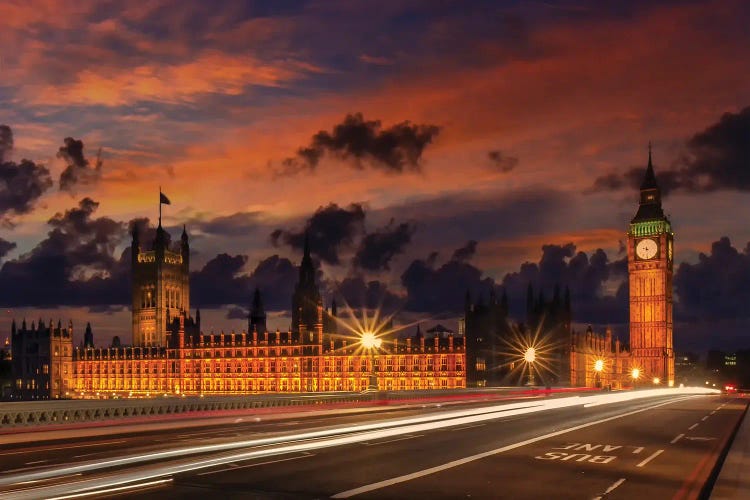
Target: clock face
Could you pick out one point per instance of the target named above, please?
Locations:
(646, 249)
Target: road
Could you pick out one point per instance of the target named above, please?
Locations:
(656, 447)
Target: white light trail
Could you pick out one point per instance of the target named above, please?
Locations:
(305, 442)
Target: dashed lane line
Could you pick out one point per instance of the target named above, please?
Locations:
(651, 457)
(611, 488)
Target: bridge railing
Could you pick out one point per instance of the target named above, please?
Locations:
(60, 412)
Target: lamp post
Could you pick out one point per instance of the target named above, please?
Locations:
(370, 342)
(635, 374)
(529, 357)
(598, 367)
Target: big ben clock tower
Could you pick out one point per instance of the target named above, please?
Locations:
(650, 254)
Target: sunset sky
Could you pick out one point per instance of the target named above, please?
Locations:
(430, 148)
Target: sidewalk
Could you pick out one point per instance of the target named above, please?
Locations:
(734, 480)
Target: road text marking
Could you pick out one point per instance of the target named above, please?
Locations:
(393, 440)
(455, 463)
(612, 488)
(651, 457)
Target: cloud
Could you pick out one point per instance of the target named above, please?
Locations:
(21, 184)
(441, 289)
(330, 230)
(377, 249)
(75, 264)
(598, 286)
(717, 287)
(77, 171)
(5, 247)
(222, 281)
(363, 143)
(466, 252)
(6, 142)
(713, 159)
(358, 293)
(219, 282)
(501, 161)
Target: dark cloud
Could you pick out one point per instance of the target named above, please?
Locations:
(219, 282)
(330, 230)
(466, 252)
(275, 277)
(75, 264)
(77, 171)
(717, 287)
(441, 289)
(377, 249)
(713, 159)
(236, 312)
(238, 224)
(598, 286)
(6, 143)
(21, 184)
(501, 161)
(6, 247)
(357, 293)
(365, 143)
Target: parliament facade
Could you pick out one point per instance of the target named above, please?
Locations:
(173, 356)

────────────────

Problem requirements: Please restate the entries word for word. Skip the pictures.

Finished task:
Target: clock face
Could you pick out one point per instance of the target named above, please?
Locations:
(646, 249)
Target: road
Could you pick out one point per instance of the target named above, please?
Locations:
(656, 447)
Target: white light trail
Could you pick out one point per instance of the target named above, please?
Locations:
(305, 442)
Target: dashed lane line
Could you pick out one point per instance of the target named above, please?
Locations:
(651, 457)
(611, 488)
Target: bridge railing
Could you pick out one point per instance of the target named above, please?
Locations:
(60, 412)
Target: lamp post
Could you pick out one point per instance of the target named above, please?
Locations:
(370, 342)
(635, 374)
(529, 357)
(598, 367)
Target: big ben clock tower
Could you pick out one point per instance of the target named above, please?
Locations:
(650, 254)
Target: sunset sky
Could you pick out one point per instance of the target named above, please?
Locations:
(430, 148)
Target: sidewalk
Could you pick out one point per instance of the target named above, please?
Locations:
(734, 480)
Target: road text marking
Could you pick out one point per instance of the target named above, please?
Locations:
(393, 440)
(455, 463)
(612, 488)
(651, 457)
Target: cloud
Could you pick out one point per instance of the target named above, please?
Locations:
(21, 184)
(441, 289)
(330, 230)
(377, 249)
(75, 264)
(598, 286)
(717, 287)
(77, 171)
(5, 247)
(222, 281)
(363, 143)
(466, 252)
(6, 142)
(713, 159)
(358, 293)
(219, 282)
(501, 161)
Target: dark cloud
Could you pick out one point per instance of the target named above, please?
Locations:
(219, 282)
(330, 230)
(466, 252)
(275, 277)
(75, 264)
(77, 171)
(717, 287)
(441, 289)
(377, 249)
(713, 159)
(236, 312)
(238, 224)
(598, 286)
(6, 143)
(21, 184)
(501, 161)
(6, 247)
(357, 293)
(365, 143)
Target: parliament facade
Could you pick out one point per instance of the target named above, please?
Locations:
(173, 356)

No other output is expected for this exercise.